Directions:
Reproduce the entire listing exactly as written, apart from its pictures.

Records for the exercise:

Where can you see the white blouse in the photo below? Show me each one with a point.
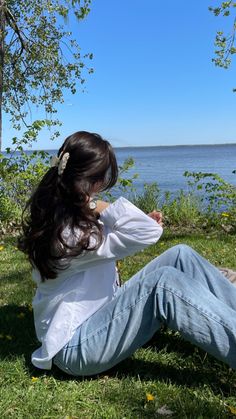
(61, 305)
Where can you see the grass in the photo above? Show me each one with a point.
(184, 379)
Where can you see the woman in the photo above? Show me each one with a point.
(84, 321)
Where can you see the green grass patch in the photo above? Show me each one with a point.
(179, 376)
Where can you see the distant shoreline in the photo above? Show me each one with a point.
(147, 146)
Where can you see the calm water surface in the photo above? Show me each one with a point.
(166, 165)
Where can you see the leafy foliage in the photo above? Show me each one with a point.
(39, 60)
(225, 43)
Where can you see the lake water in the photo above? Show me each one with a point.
(166, 165)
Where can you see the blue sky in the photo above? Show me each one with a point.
(153, 82)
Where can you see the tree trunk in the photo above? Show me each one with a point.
(2, 33)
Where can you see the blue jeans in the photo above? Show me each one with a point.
(179, 289)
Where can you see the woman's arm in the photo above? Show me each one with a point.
(127, 230)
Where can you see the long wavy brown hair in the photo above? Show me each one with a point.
(62, 201)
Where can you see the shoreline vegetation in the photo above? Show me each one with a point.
(168, 377)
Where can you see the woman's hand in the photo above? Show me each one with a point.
(157, 216)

Your solution:
Where can you see the white blouse in the photo below? Show me each one with a point.
(61, 305)
Where can you see the grass in the photo above? Show me each one with a point.
(184, 379)
Where can you see the woman in the photo above? Show me each one with a point.
(84, 321)
Where can you see the green grass patch in the photo above? Show me each one with a point.
(179, 376)
Where can you see the distant shoreline in the photo above? Show me each one with a point.
(147, 146)
Where can you see the calm water surface in the photo above? Show me each one with a point.
(166, 165)
Where can you see the leafy foliage in the photo above? Show me each one with a point.
(39, 60)
(225, 43)
Where can you see the lake water in the photo above? Show me each one with a point.
(166, 165)
Where can you see the blue sky in the photo above? Show me each one with a point.
(153, 82)
Where can you see the tree trunk in the photo above? Show me each one with a point.
(2, 33)
Where can you see the blue jeans in the photo above? Show me each one with a point.
(179, 289)
Where can you see the woman's arm in the photo above? Show me each one with a point.
(127, 230)
Where can you see the long wavy brown hair in the photo above? Show me each one with a point.
(62, 201)
Where can you see the shoreline vegetation in the photo above? Show me each one with a point.
(168, 377)
Where can you see the woman's hand in the photo above? Show me each one with a point.
(157, 216)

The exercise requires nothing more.